_Required task_
Output the lines from the one containing "Verify for me: does any small" through the one containing "xmin=872 ymin=465 xmax=900 ymax=516", both included, as a Markdown table with the columns No. and Text. Number each row, skip blank lines, and include no other lines.

— BEGIN Record extracts —

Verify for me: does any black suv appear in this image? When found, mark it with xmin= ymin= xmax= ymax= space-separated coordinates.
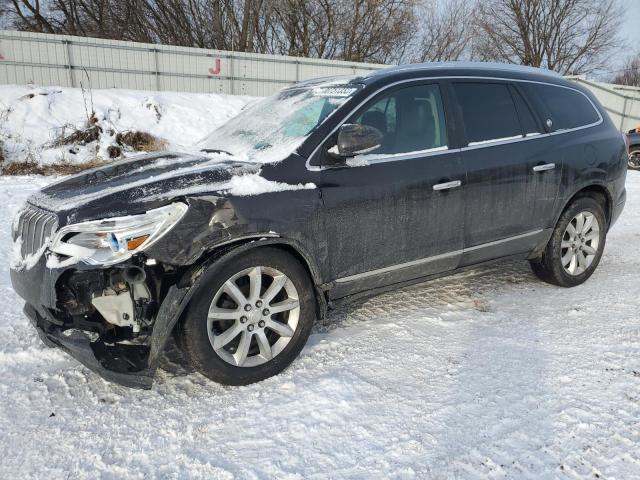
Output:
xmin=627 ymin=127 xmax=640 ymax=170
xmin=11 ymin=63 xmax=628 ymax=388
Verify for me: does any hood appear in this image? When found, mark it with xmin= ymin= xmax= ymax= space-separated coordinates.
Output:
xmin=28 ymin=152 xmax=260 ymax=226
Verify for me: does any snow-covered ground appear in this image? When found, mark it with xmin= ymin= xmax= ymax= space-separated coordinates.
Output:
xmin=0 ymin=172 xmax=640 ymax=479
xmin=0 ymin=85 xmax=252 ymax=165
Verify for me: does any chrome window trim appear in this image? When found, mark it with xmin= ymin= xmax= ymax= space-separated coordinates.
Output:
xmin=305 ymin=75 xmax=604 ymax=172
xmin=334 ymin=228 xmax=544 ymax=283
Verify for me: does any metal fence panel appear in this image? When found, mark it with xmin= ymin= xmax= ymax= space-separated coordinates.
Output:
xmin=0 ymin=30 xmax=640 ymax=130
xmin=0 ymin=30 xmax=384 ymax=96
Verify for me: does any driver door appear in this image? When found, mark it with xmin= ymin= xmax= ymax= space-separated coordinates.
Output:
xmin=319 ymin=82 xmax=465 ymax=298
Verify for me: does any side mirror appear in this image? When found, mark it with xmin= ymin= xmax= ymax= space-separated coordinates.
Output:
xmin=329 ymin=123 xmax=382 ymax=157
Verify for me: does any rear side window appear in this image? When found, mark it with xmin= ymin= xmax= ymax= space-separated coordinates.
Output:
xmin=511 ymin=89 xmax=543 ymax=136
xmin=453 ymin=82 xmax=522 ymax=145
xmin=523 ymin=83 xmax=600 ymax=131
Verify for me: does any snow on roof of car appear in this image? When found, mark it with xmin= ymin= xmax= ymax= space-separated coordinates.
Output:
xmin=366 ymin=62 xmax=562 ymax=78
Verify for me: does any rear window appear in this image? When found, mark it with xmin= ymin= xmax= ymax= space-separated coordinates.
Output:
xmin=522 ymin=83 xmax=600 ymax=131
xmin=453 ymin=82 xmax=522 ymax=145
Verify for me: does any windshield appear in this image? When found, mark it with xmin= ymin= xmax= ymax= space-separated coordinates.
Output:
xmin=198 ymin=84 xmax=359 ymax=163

— END Record extracts —
— BEGIN Record extracts —

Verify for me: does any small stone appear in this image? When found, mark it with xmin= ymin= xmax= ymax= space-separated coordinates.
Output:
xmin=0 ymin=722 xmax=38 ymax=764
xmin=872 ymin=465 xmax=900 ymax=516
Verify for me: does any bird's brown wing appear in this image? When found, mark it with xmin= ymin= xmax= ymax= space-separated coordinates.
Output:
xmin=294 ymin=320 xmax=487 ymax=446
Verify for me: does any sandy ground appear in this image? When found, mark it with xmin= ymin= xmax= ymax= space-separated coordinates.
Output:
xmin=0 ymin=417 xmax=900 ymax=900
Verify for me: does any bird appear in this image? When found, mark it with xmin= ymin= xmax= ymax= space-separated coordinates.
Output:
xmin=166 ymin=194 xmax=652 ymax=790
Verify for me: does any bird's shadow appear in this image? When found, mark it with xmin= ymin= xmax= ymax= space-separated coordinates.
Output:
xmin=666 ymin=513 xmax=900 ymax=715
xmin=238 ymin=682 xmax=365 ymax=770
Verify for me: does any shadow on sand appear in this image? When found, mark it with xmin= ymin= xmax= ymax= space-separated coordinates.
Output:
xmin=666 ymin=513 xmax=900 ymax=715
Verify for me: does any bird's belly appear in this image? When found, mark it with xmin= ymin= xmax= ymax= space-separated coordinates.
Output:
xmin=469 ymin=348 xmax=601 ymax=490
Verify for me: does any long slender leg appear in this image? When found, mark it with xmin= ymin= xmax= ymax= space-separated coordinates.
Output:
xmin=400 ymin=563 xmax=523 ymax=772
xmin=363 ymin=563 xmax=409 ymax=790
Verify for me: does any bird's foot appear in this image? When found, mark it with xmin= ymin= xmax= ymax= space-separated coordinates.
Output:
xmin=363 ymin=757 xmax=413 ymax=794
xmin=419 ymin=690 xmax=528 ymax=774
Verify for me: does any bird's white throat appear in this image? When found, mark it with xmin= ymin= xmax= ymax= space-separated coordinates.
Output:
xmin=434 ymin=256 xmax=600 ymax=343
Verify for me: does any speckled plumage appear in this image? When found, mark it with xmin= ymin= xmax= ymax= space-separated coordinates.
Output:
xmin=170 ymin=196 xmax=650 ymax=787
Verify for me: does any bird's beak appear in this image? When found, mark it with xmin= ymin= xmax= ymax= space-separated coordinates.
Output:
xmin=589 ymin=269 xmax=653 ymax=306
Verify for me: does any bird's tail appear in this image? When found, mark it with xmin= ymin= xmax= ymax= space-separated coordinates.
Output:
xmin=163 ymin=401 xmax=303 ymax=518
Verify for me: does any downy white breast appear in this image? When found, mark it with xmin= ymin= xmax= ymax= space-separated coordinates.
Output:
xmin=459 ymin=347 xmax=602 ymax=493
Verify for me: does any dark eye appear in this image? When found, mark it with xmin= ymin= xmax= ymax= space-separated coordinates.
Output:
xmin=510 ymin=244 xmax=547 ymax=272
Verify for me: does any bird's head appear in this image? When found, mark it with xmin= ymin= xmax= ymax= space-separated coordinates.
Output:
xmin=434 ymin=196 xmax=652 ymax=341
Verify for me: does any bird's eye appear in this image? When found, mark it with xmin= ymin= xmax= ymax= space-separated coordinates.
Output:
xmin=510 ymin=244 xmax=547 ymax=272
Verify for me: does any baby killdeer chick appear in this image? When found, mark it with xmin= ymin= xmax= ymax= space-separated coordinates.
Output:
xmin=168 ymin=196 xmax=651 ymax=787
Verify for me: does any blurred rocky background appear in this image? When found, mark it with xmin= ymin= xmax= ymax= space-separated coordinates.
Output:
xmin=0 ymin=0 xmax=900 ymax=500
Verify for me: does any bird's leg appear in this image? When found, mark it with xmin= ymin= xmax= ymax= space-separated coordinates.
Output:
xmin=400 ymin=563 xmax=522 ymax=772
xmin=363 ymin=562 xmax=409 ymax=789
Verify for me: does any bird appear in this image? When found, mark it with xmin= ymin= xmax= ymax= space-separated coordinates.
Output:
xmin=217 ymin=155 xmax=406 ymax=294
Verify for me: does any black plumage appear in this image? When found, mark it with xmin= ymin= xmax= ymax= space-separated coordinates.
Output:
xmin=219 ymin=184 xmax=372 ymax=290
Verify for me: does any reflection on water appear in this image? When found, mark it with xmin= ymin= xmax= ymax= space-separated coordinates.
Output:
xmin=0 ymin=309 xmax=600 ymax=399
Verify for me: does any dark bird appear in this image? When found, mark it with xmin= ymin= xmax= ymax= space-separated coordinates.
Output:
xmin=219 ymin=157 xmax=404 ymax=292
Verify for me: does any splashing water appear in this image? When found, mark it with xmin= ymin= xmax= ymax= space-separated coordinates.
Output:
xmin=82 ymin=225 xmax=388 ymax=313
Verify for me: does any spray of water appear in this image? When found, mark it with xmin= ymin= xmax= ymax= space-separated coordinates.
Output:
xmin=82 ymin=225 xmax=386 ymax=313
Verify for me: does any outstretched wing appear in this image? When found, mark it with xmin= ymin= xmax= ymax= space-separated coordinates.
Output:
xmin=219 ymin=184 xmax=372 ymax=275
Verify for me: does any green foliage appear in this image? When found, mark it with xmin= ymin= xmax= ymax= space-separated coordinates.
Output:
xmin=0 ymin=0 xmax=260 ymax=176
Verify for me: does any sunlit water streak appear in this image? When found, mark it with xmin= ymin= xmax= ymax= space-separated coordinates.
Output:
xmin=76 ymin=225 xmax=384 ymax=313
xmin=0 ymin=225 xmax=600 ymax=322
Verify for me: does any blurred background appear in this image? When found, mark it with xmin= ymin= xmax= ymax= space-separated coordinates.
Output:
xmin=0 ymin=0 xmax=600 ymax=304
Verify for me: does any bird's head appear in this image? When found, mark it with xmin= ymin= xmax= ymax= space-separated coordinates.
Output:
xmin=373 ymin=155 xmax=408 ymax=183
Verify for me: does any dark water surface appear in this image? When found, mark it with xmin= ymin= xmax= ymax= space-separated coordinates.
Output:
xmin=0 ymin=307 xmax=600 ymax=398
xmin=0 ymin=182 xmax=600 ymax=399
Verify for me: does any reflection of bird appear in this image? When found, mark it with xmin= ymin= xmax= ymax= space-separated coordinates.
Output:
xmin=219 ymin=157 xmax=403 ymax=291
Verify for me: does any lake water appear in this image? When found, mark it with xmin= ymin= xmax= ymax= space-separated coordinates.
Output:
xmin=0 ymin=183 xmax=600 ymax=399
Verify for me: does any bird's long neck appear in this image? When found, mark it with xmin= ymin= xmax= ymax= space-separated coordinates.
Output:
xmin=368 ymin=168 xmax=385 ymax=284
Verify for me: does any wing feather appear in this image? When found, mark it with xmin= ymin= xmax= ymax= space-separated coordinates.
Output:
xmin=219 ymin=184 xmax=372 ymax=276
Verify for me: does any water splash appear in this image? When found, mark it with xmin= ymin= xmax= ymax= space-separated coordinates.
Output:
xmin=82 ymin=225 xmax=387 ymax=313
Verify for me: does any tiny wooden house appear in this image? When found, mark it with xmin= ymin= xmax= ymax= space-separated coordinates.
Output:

— END Record extracts —
— BEGIN Record extracts —

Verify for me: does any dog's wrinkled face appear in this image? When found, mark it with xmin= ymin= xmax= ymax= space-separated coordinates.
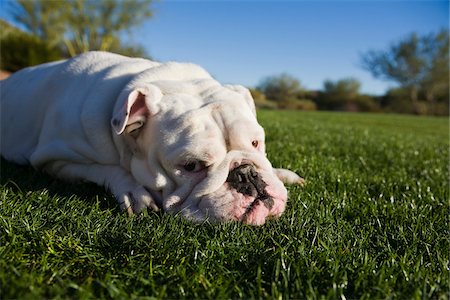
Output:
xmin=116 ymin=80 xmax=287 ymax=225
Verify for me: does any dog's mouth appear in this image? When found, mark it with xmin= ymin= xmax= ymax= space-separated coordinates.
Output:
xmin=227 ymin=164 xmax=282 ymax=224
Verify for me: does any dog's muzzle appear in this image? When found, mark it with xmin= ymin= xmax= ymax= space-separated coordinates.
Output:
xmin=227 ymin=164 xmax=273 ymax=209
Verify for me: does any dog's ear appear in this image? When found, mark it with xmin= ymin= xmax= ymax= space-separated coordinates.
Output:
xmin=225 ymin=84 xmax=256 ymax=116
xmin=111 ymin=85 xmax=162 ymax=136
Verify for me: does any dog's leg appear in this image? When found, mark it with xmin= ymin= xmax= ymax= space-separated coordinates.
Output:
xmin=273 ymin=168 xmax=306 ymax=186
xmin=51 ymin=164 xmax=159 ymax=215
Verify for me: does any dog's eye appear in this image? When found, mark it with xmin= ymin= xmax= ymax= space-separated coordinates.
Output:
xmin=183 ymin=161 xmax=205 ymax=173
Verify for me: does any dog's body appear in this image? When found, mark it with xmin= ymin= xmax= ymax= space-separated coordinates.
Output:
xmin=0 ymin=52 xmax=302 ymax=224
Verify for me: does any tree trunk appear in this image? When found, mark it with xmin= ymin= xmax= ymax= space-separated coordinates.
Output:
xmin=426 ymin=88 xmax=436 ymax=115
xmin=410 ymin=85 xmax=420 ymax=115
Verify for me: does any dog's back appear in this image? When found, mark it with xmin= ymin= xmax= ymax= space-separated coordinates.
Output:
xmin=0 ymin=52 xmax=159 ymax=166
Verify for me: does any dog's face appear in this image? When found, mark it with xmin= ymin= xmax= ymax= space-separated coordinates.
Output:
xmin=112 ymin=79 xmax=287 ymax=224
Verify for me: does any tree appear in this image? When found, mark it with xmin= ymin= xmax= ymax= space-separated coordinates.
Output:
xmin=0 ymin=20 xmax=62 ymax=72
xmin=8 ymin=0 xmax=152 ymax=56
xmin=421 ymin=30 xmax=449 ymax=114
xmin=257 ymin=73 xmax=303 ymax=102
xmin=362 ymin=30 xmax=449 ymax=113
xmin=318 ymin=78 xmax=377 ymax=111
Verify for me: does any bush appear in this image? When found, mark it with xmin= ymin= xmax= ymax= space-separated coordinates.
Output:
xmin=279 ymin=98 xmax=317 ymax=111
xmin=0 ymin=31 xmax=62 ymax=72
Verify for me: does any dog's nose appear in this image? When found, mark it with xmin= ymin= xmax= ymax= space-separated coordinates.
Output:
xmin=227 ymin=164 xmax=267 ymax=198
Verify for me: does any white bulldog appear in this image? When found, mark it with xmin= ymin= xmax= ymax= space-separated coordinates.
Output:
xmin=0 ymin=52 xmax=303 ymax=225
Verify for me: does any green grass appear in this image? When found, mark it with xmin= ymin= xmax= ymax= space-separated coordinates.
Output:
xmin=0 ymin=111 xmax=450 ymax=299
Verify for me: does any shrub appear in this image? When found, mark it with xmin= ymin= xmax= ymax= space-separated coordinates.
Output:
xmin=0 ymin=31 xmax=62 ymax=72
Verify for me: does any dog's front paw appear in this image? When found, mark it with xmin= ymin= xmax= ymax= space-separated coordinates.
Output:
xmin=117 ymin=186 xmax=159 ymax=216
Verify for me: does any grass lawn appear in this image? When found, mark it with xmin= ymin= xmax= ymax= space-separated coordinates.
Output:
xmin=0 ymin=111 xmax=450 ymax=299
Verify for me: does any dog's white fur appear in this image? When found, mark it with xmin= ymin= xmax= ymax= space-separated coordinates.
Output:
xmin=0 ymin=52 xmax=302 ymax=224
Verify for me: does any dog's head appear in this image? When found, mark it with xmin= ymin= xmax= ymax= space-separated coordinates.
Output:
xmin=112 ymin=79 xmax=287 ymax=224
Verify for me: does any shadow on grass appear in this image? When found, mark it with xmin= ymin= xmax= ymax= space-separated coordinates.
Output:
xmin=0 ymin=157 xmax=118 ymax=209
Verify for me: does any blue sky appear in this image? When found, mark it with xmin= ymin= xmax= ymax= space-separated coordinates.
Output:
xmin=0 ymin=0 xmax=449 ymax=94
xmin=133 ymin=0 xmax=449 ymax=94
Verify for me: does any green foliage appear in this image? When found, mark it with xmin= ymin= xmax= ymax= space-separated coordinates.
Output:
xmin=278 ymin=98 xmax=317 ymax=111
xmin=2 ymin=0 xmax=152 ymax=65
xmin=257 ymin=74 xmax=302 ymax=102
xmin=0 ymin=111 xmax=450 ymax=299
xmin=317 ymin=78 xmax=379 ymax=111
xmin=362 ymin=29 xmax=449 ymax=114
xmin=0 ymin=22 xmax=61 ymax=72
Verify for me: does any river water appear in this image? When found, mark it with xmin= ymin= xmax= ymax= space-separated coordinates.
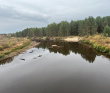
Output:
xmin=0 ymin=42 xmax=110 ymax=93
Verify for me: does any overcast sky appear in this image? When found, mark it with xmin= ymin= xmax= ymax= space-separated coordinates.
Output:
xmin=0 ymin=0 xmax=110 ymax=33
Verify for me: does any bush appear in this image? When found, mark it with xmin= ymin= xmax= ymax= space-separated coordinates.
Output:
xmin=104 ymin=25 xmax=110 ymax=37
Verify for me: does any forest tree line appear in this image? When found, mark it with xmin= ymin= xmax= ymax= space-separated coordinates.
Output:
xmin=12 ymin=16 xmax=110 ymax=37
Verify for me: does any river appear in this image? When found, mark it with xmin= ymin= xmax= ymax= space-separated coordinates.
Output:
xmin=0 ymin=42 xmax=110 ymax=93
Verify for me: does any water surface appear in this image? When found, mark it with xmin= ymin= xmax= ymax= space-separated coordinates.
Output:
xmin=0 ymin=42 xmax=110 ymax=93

— END Record extracts —

_The solution_
| No. | Text |
|---|---|
| 1 | Verify for me: does any small stone appear in this image? When found, mark it with xmin= ymin= xmax= ymax= space-separated coordinates. |
| 2 | Output: |
| 3 | xmin=0 ymin=722 xmax=38 ymax=764 |
| 4 | xmin=872 ymin=465 xmax=900 ymax=516 |